Wednesday, February 4, 2015

MEASLES, REPUBLICAN MYTHS AND THOM TILLIS



In the last few weeks the USA has suffered from a widespread out-break of measles the childhood disease. The Republican right wing and other anti-regulation folks are trying desperately to patch together some logical reason to justify their opposition to useful and necessary government regulations, such as childhood vaccinations and public health needs. Measles is a disease that we thought we had finally eliminated from our land way back in 2000. Apparently not here in 21 Century USA, where free marketeers, far-right propagandists, Republican politicians, home schoolers, and various fundamental religious sects have opted for personal freedom over the public good, and decided to ignore having their children vaccinated with the safe, effective measles vaccine....which was first developed here in the USA way back in 1968. By use of morbillivirus vaccine, and regulations which enforced childhood vaccinations by 2000, measles was formally declared eliminated from the USA. This new outbreak has underscored the fact that certain regulations...like childhood vaccinations... are obviously necessary for public health in general. Assertions that all regulations interfere with the profit making and the economy, and that freeing businesses from government interference will solve all our problems is just so much hog wash nonsense. Just ask the families of the 500 or so people who will die of this disease annually, if the "free market" is working for them.

But even in the face of such hard facts like disease outbreaks which underscore the fallacy of their "pitch" some snake oil salesmen persist in their pursuit of disinformation. Facts are not part of their repertoire and they simply revert to the old saw that repetition of an untruth over and over again can befuddle and confused an audience...and many within that befuddled group will believe them.

Records excerpted from a collection

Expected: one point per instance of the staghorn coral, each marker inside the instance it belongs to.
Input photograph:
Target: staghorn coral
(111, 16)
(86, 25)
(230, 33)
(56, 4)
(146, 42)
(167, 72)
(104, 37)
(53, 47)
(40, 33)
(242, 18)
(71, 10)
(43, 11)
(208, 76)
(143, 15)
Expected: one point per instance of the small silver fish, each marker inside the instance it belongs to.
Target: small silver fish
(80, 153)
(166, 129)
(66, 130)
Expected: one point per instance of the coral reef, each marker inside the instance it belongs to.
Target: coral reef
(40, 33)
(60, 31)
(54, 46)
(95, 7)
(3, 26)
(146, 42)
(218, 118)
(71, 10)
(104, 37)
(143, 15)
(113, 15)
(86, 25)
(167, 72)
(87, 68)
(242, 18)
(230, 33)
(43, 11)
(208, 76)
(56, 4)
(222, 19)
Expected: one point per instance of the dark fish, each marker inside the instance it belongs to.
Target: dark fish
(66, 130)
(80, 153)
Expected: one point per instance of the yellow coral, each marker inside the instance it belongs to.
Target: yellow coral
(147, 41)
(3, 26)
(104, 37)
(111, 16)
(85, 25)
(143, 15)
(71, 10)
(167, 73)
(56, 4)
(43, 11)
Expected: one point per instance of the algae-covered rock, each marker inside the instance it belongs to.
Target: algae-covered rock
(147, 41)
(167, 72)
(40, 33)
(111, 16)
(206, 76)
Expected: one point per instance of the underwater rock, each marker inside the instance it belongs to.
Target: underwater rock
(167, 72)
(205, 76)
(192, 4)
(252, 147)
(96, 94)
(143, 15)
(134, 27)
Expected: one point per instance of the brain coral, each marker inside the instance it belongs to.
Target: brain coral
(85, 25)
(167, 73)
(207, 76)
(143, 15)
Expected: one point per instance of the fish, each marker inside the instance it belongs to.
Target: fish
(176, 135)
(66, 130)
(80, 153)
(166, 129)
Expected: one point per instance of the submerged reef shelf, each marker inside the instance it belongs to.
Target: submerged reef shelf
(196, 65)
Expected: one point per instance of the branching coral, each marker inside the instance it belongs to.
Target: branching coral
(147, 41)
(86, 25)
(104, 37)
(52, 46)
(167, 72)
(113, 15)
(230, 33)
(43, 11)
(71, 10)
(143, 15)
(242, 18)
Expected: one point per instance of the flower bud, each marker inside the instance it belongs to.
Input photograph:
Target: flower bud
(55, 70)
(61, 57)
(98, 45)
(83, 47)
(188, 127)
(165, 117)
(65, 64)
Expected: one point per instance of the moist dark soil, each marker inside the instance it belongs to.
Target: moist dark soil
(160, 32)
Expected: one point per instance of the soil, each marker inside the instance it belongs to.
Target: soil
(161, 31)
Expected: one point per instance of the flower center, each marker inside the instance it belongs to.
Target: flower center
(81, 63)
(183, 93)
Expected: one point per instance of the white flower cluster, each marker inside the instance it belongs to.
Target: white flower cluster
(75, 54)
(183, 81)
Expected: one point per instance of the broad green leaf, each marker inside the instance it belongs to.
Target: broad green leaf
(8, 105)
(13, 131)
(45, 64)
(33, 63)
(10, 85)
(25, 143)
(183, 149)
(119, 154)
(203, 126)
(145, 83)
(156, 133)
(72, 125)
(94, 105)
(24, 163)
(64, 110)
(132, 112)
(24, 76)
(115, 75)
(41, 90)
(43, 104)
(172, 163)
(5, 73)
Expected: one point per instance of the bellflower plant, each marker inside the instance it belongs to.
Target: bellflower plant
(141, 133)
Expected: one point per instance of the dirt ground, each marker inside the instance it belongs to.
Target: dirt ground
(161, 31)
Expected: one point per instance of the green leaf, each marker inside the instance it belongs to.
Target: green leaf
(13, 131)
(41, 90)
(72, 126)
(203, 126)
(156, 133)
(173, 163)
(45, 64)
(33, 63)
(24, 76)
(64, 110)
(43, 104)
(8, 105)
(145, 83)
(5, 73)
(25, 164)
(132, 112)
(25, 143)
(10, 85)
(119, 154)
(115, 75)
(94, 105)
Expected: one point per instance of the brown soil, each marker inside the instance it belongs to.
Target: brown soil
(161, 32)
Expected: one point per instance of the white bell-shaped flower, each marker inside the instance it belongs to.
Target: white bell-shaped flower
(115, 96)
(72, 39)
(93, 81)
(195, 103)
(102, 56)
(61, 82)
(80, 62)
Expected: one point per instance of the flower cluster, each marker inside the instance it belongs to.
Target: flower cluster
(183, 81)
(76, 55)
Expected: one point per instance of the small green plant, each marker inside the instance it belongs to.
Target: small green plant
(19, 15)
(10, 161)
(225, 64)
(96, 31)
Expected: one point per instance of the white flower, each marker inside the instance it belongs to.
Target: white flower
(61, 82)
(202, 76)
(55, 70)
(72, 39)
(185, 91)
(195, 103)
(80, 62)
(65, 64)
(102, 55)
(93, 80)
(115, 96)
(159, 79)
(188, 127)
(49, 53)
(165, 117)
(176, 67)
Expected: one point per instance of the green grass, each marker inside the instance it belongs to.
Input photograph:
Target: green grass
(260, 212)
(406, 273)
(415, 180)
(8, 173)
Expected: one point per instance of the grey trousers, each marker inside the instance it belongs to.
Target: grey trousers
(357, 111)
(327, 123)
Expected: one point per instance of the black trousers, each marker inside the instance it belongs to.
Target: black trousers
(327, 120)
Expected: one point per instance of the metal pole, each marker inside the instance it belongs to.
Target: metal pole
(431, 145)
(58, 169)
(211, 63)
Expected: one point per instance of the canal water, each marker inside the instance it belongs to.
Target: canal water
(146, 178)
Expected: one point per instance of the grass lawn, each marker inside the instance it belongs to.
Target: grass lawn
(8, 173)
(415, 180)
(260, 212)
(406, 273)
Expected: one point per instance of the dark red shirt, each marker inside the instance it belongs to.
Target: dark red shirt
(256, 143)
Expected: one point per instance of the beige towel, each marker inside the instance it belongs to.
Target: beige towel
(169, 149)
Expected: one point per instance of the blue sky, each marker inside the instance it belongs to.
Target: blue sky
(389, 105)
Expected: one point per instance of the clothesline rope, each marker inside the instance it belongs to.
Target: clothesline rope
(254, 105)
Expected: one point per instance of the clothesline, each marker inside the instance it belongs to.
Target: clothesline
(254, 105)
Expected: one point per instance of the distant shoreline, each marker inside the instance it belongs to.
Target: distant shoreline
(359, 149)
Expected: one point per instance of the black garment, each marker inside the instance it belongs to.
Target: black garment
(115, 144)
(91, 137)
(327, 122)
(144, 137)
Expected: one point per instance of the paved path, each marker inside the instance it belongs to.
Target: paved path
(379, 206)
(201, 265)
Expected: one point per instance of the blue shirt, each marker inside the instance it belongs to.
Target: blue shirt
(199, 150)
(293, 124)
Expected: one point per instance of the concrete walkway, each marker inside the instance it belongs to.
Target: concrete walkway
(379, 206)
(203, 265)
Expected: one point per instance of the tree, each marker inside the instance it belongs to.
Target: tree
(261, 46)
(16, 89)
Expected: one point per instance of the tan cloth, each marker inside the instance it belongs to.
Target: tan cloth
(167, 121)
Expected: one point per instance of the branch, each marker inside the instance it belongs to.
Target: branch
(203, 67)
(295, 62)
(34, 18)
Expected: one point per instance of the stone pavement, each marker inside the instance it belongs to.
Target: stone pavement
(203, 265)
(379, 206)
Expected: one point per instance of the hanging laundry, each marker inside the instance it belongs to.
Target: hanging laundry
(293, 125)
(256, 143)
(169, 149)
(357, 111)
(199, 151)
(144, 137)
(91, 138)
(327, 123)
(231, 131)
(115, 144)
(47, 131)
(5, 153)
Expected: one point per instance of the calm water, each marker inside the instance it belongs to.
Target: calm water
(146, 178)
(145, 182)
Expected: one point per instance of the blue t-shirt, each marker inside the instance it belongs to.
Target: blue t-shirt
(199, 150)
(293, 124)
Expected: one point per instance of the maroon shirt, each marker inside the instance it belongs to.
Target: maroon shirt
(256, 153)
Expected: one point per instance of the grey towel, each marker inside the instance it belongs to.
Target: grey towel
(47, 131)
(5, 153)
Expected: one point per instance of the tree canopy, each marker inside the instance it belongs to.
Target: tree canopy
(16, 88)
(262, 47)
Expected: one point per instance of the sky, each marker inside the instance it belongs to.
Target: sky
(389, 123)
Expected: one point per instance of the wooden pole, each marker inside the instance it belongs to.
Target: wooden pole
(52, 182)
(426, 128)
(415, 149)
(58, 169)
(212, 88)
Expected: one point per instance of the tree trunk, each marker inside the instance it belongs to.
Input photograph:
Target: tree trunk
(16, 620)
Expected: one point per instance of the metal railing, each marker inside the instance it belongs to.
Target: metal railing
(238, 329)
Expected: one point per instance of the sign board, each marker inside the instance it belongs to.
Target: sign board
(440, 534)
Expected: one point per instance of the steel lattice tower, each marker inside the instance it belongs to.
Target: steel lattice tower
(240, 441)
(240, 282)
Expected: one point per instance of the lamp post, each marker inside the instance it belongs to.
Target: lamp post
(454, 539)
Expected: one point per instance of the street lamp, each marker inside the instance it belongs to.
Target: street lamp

#### ACTIVITY:
List the groups that the measles post says have chosen personal freedom over the public good. None of the data is needed.

#### RESULT:
- free marketeers
- far-right propagandists
- Republican politicians
- home schoolers
- various fundamental religious sects